#### [Exercise directions]
Copy every one of the items below word for word, keeping each line in its original order.

#### [Material shown]
+--
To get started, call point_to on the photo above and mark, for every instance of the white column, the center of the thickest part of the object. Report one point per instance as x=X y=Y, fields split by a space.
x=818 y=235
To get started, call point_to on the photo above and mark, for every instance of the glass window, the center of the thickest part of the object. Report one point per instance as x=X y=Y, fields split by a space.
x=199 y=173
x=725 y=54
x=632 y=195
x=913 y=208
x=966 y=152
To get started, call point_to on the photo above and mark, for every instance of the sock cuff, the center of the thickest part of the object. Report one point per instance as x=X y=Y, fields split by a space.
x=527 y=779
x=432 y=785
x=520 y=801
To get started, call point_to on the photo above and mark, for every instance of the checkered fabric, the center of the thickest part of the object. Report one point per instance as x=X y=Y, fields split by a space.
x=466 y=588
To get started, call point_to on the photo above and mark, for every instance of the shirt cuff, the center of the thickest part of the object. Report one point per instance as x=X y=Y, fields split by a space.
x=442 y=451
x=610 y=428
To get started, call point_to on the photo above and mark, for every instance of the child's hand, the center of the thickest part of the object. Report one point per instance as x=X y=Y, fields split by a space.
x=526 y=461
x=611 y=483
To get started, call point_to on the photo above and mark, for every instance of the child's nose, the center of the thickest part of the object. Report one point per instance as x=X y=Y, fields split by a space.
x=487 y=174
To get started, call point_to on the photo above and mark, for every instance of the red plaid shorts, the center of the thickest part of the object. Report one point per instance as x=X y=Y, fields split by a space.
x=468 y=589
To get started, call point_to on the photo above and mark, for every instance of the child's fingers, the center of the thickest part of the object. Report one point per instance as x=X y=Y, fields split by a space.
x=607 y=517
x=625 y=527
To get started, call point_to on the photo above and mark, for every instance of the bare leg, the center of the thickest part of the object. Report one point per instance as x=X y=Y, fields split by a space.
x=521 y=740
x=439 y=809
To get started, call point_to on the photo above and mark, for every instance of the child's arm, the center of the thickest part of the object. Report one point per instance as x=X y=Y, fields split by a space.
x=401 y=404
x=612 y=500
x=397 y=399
+--
#### [Correct result]
To get started, call point_to on the photo above and mark, for every instance of the white column, the center of the thickest part of the object. Report one point per instance as x=X y=Y, fields split by a space.
x=818 y=235
To get started, call point_to on the photo above and mark, for every instance of the glass window, the center of the thickest part of the object. Report one point per instance as x=X y=Y, fields split by a space.
x=199 y=173
x=725 y=54
x=632 y=195
x=913 y=208
x=966 y=152
To get started, call point_to on the photo above and mark, for every instance of the sock cuff, the center of the thickest part of the object. Report one point per instance as x=X y=Y, fields split by a space.
x=527 y=779
x=432 y=785
x=520 y=801
To get started, call point_to on the photo above and mark, for every instance of the checkered fabric, the center of the thickest part of the object. Report one point per instance as x=X y=Y, fields split by a space.
x=466 y=588
To get started, call point_to on the photo above and mark, for every instance of the shirt cuff, the center of the thickest part of the object. Report one point per instance as x=X y=Y, fields split by a space.
x=442 y=451
x=610 y=428
To get started, call point_to on the photo above and mark, for every instance of the child's hand, the center of the thickest part of the object. Report one point per instance as x=X y=Y, fields split by a space.
x=526 y=461
x=611 y=483
To get started, call point_to on the photo above and mark, for every instance of the child's nose, the center of the thickest part of the object. Report one point per instance as x=X y=Y, fields split by a space.
x=487 y=174
To get started, call point_to on the photo above and mark, for every instance of the red plaid shorts, the center of the thickest part of the object. Report one point per instance as x=X y=Y, fields split by a space.
x=468 y=589
To get started, call point_to on the photo above and mark, for every instance of the child's fingers, the center of the thickest part of the object. Report one point per instance as x=X y=Y, fields split by a space.
x=607 y=517
x=625 y=527
To get started, call point_to on the photo above and mark, for every instance of the bare leg, the center of the thickest part of the object. Report one point per instance as x=X y=Y, fields split by a space.
x=521 y=740
x=439 y=809
To get started, call point_to on the photo above and mark, for every instance of the child's arm, the center of the thickest part of the object. Report one point per instance as x=X y=Y, fields split by a space.
x=401 y=404
x=612 y=500
x=397 y=399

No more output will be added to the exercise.